# DOCUMENT:
It was one month after 9/11 when Semmelhac, now 41, had his first
son. He had been working as a software developer since 1987 and at the
time was CEO of Antenna Software,
which provided mobile solutions for large companies. Like many people
living in New York after September 11th, Semmelhac was dealing with the
constant fear of terrorism, which was conflated by the natural urge to
protect his infant child.

"Everybody in New York wanted to know where their loved ones were at
all times so if anything happened they could rendezvous and have a
plan, but there was no way to know where your family members were, we
just spent a lot of time on cell phones," said Semmelhack.

What he craved at the time was a GPS device
that would wake up every 10 or so minutes and plot the position of his
loved ones on a map so he would know where his family was instantly
without having to call.

"That gadget just didn’t exist, it still doesn’t exist. The market
for a device like that wouldn’t be big enough," said Semmelhack.

That yearning for a gadget that just wasn’t on
the market stayed with Semmelhack for the next two years. And more kept
mounting in his brain.
Next he imagined a security device that
you could stick at your door and would turn on from a motion detector
and automatically take a picture of who was at your door. He didn’t
want an entire home automation system, just a "simple little tool," he
said.Petersemmelhac

It was in 2003, while playing Legos with his
two-year-old son, that he imagined a way to create all the devices he
wanted at once for a relatively reasonable price.

"I found myself holding one Lego block in one hand
and another Lego block in the other and wondering, why couldn’t this
block be a GPS and this block be a wireless modem and stick them
together to get a wireless GPS," asked Semmelhack.

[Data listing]
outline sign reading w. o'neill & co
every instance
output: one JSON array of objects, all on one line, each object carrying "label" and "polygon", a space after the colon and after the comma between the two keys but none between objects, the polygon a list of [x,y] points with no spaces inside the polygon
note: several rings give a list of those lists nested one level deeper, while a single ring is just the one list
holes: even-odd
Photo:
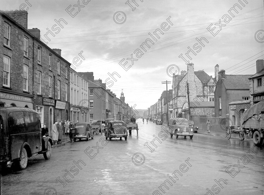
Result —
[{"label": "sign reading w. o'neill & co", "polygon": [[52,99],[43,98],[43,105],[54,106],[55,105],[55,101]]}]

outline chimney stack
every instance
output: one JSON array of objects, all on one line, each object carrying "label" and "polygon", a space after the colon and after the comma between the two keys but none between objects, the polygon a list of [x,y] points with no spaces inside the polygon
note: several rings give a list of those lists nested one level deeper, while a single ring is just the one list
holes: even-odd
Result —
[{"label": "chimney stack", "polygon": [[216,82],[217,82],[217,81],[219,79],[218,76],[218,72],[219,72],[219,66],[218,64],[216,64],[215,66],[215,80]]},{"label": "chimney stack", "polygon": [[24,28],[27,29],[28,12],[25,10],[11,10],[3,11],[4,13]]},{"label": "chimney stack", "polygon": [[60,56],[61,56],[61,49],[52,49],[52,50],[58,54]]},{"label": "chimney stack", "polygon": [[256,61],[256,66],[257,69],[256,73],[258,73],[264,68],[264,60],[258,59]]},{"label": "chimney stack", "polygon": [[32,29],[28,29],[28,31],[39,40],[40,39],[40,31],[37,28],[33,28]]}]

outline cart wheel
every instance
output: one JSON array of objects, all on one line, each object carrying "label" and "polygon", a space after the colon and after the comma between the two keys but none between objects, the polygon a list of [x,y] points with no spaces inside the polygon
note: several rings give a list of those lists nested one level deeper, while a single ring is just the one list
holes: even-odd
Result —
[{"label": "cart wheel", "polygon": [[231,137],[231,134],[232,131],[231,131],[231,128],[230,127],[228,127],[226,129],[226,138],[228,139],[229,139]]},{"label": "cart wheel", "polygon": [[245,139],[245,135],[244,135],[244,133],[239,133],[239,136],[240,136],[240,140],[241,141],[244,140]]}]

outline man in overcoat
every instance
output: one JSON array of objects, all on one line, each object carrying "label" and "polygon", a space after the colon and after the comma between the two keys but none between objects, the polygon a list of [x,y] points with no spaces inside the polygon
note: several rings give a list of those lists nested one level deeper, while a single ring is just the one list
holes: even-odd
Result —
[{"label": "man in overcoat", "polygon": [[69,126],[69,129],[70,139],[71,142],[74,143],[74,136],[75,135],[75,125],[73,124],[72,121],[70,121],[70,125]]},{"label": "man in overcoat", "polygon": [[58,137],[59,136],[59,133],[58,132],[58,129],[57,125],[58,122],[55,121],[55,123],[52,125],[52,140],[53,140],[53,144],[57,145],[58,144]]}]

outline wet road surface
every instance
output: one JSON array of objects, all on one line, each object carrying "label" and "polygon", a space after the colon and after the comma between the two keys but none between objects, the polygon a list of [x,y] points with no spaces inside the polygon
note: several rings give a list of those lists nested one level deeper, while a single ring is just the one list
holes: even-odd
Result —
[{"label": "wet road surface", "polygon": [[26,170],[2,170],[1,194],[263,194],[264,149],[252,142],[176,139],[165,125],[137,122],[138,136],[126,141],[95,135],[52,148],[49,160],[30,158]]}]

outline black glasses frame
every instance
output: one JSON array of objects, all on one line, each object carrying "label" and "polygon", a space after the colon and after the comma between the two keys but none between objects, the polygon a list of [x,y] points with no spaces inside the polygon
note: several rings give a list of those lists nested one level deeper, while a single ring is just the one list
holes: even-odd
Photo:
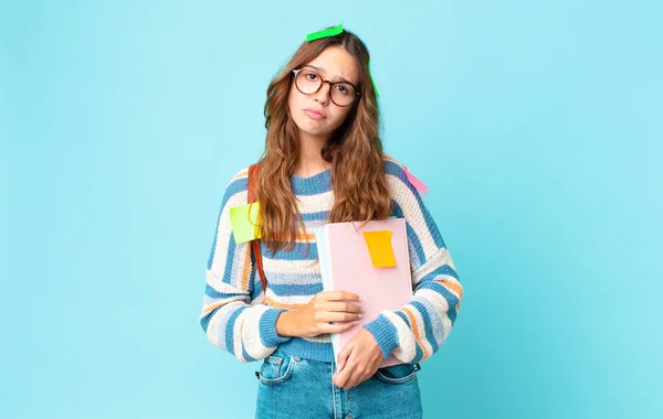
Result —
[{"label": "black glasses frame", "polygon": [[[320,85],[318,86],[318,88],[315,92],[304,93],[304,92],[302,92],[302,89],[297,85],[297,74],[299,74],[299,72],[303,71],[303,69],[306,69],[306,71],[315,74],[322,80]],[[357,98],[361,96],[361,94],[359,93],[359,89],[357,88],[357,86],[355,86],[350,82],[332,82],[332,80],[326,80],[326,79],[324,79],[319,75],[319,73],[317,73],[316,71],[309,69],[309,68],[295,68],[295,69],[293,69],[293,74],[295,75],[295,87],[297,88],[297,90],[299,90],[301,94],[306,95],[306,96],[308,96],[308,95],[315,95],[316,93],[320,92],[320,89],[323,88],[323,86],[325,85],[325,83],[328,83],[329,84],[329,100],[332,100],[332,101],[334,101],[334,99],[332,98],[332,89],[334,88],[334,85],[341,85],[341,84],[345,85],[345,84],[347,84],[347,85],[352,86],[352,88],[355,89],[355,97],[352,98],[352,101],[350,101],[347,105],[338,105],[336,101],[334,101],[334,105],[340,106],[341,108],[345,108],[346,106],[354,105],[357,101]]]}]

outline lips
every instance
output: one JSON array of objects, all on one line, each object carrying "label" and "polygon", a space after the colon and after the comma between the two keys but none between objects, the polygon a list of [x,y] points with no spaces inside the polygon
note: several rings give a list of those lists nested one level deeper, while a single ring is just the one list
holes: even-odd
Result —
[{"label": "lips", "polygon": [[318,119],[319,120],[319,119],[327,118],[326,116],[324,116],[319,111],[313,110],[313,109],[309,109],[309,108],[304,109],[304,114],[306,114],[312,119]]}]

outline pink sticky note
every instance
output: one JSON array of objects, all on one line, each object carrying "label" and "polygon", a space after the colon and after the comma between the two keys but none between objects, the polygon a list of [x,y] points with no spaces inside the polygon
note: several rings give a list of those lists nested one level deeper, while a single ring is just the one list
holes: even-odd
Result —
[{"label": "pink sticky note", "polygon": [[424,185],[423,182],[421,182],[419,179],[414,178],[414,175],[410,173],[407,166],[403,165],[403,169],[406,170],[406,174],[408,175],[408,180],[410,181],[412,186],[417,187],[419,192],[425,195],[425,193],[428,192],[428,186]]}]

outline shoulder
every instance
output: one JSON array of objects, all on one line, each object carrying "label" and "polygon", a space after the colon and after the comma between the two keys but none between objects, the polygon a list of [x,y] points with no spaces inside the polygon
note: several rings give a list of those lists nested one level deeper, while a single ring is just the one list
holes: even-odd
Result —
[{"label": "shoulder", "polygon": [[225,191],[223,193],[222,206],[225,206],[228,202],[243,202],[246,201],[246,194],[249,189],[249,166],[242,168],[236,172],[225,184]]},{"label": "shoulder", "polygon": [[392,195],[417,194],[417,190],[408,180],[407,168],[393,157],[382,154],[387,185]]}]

# JOBS:
1 - In the article about the Lego-inspired gadget idea, what company was the developer running as CEO when his first son was born?
2 - Carry on the article about the Lego-inspired gadget idea from its last sentence.

# SOLVED TASKS:
1 - Antenna Software

2 -
Eventually Semmelhack decided to scratch his own itch and try to
build the hardware himself. But as he found out, holy smokes, there is
no easy way to build hardware in the same way that you can build
software. He could write software in a day, but building hardware was
out of his reach at the time.

It was in early 2004 when Semmelhack decided to take his idea to the
next level. With his own money he hired three New Jersey engineers, all
ex-Bell Lab employees, to build a prototype. 

An important discovery had been made through the process. There was
no technical reason why his multi-gadget dream couldn’t be built. Electronic
companies weren’t trying it because the idea existed way outside the
current business model for gadgets, which requires large consumer
markets before any product can see the light of day.
If the
market is too small then the cost of development gets pushed over to
the consumer — and that cost is too much for consumers to bare — and
the gadget dies during R&D.

At first, Semmelhack wasn’t convinced his prototype was anything
more than a "geeky toy that probably didn’t represent a real business."
How many people could he really sell on his two gadget ideas?

But two important events in 2004 changed his mind.

The first was the launch of Make Magazine,
a popular quarterly dedicated to hardware hacking, which opened his
eyes to the fact that he wasn’t the only person interested in
manipulating existing platforms of electronics. The other was a book,
Democratizing Innovation, by Eric Von Hippel an MIT professor who argued the control over products is increasingly moving from producers to consumers. (See Assignment Zero Interview with Eric Von Hippel).

Figuring that the timing was right to turn his idea into something bigger, Semmelhack began looking for venture capitalists. The
idea was to form a company that wouldn’t just sell one gadget to a
niche market, it would sell the ability to create hundreds of different
kinds of gadgets to various small markets.
Bug Labs began to take shape.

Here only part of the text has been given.